GIVEN TASK: Find every row below that contains the word "sweater" and copy each of those rows in full. Case counts.

GIVEN RECORDS:
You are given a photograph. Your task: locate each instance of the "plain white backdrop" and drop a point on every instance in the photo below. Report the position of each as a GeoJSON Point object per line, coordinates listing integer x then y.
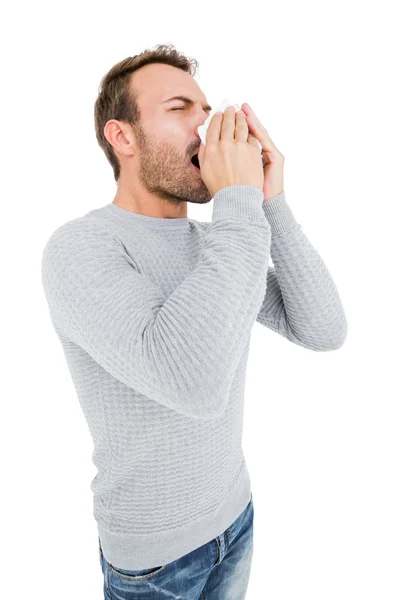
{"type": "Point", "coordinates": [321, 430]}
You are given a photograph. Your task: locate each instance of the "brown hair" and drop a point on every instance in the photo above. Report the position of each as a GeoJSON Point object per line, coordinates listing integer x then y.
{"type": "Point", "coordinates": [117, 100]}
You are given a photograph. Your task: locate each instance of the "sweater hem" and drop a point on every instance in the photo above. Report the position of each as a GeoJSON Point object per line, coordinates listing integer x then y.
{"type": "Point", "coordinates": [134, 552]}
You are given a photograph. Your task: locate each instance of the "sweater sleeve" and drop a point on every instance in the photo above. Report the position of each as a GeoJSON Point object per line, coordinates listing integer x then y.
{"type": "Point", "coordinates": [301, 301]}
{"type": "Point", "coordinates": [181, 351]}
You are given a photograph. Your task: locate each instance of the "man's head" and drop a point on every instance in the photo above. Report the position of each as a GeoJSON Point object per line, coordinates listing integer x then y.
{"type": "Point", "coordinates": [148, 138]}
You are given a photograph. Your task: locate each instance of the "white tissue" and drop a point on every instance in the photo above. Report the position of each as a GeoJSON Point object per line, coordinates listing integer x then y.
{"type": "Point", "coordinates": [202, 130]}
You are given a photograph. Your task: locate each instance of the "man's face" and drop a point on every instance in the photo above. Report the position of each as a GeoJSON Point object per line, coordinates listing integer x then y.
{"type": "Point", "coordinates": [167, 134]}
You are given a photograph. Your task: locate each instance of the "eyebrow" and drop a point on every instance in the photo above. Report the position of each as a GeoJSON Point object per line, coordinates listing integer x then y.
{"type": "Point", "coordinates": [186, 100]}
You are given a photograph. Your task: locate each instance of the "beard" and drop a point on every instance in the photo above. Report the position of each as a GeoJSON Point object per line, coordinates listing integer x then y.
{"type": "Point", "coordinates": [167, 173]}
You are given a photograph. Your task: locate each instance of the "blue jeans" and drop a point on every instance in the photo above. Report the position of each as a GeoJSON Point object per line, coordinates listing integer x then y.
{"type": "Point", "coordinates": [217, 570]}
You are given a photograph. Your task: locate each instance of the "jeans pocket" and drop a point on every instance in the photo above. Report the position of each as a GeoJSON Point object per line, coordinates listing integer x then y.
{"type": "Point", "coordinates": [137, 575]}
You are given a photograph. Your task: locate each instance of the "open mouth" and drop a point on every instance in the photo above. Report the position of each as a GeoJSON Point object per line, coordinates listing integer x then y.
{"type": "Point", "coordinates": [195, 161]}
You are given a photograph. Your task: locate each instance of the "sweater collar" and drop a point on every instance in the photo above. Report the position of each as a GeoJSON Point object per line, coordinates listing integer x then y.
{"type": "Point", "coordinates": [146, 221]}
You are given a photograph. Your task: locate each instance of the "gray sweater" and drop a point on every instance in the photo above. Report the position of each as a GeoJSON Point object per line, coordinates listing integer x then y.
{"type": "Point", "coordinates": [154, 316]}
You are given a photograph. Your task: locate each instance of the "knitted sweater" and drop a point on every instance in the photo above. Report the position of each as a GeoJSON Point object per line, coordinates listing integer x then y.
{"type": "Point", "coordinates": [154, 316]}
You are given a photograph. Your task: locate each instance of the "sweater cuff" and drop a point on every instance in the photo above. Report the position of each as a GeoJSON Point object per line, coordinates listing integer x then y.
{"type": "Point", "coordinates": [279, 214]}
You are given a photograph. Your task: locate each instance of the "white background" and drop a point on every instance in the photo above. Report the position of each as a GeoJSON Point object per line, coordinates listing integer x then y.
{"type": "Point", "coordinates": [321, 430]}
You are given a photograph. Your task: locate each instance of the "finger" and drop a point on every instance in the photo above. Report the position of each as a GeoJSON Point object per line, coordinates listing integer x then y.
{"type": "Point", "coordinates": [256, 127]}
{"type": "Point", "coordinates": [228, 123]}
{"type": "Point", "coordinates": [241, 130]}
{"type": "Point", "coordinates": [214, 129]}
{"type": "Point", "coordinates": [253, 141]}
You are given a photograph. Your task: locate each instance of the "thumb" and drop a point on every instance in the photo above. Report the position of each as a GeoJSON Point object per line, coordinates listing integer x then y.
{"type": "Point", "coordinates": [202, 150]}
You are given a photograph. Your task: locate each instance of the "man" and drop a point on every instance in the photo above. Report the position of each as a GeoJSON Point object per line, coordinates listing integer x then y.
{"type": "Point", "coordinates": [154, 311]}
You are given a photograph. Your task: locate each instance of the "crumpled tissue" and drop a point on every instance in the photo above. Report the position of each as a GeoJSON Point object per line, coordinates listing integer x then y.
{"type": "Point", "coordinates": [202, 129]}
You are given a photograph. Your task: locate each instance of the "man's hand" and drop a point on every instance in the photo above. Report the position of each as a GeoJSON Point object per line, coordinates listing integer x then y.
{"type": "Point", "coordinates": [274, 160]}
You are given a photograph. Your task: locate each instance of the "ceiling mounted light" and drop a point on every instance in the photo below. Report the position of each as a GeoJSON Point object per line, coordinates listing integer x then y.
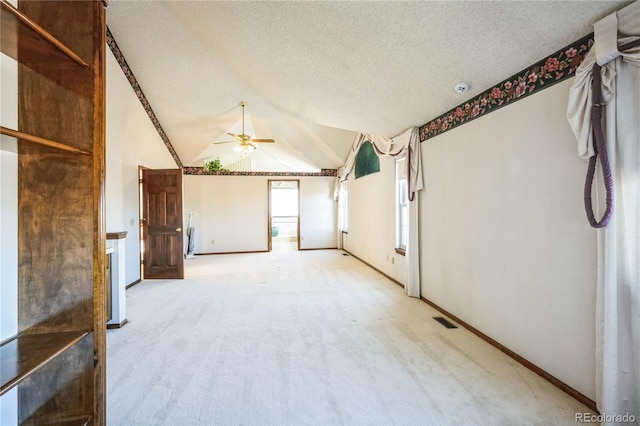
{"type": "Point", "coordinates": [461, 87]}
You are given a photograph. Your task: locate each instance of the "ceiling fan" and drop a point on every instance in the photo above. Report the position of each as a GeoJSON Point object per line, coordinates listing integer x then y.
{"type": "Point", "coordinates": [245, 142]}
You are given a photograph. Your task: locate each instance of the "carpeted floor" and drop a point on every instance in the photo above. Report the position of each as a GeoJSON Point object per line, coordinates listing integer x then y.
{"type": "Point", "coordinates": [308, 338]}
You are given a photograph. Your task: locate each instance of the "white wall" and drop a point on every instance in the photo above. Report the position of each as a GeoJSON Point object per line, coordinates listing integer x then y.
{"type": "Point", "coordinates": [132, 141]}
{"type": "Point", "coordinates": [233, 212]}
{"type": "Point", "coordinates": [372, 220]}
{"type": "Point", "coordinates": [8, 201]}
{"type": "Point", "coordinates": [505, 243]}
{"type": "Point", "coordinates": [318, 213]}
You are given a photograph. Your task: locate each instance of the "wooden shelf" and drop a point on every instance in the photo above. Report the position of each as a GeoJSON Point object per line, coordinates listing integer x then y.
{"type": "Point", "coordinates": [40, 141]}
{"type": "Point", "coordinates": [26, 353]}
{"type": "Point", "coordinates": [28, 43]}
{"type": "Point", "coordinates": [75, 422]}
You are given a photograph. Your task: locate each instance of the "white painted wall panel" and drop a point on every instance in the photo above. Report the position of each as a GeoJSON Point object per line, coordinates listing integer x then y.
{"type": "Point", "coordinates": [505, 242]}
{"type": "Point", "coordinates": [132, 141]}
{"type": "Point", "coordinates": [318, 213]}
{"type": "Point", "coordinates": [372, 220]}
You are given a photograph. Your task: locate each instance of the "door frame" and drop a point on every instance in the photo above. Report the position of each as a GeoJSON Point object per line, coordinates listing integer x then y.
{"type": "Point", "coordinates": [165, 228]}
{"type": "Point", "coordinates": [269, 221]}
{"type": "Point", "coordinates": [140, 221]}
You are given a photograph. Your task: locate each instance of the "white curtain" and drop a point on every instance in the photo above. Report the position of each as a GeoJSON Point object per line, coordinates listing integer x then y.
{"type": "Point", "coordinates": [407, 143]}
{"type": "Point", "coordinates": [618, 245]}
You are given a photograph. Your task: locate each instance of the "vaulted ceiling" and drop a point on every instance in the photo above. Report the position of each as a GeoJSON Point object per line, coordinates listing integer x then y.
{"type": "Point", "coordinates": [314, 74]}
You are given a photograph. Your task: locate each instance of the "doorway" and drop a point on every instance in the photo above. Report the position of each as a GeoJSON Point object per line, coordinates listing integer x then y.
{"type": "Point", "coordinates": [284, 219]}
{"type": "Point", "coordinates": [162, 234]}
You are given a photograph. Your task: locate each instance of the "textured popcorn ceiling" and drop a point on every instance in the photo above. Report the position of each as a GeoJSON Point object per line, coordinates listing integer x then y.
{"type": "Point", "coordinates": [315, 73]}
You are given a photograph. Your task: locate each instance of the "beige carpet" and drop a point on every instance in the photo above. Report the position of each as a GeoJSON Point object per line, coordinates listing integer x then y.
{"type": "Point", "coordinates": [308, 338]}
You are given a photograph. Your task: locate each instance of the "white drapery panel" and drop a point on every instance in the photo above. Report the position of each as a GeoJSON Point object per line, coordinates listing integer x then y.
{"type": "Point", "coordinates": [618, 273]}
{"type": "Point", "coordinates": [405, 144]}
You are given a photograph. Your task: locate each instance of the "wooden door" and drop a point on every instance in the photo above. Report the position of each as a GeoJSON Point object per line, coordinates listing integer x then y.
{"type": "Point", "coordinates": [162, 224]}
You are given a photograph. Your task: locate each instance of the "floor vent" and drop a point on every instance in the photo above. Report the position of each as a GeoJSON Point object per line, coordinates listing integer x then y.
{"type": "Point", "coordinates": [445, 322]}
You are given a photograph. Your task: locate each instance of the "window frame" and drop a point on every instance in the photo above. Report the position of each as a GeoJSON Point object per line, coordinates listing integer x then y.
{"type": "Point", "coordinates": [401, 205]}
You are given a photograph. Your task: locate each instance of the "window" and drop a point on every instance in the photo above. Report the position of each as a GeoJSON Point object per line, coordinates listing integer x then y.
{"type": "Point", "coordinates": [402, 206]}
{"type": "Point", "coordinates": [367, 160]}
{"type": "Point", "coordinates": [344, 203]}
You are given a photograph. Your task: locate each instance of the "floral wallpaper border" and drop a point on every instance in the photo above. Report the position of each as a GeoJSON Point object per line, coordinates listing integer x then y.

WORKED ANSWER:
You are given a photograph. Your task: locate each instance of the "sweater hem" and drop a point on every instance in the photo above. Report the position of each as a GeoJSON Point object per line, coordinates listing integer x then y.
You are given a photograph. Your task: locate each instance of the "sweater sleeve" and drop a point on every instance in the photo above. Report the position of each as a GeoJSON Point object per line, coordinates listing integer x then y.
You are given a photograph. Your task: locate each instance of the "sweater collar" and drop a point on every instance in the photo above. Report the position of each as a GeoJSON Point object per line, coordinates listing integer x then y.
You are given a photograph. Your task: locate each instance of the "gray sweater" and drop a point on every instance in the photo above. Report the position of each as a GeoJSON Point object per line, coordinates listing integer x then y.
You are given a photograph. Your task: locate each instance of the "knitted sweater" and drop a point on every instance in the photo above. Report the position of each as a GeoJSON Point object per line, coordinates listing integer x then y.
You are given a photograph. Your task: locate each instance of the "sweater cuff" and drop a point on every instance in the photo above. Report the position of each as a GeoJSON Point object per line, coordinates listing integer x then y.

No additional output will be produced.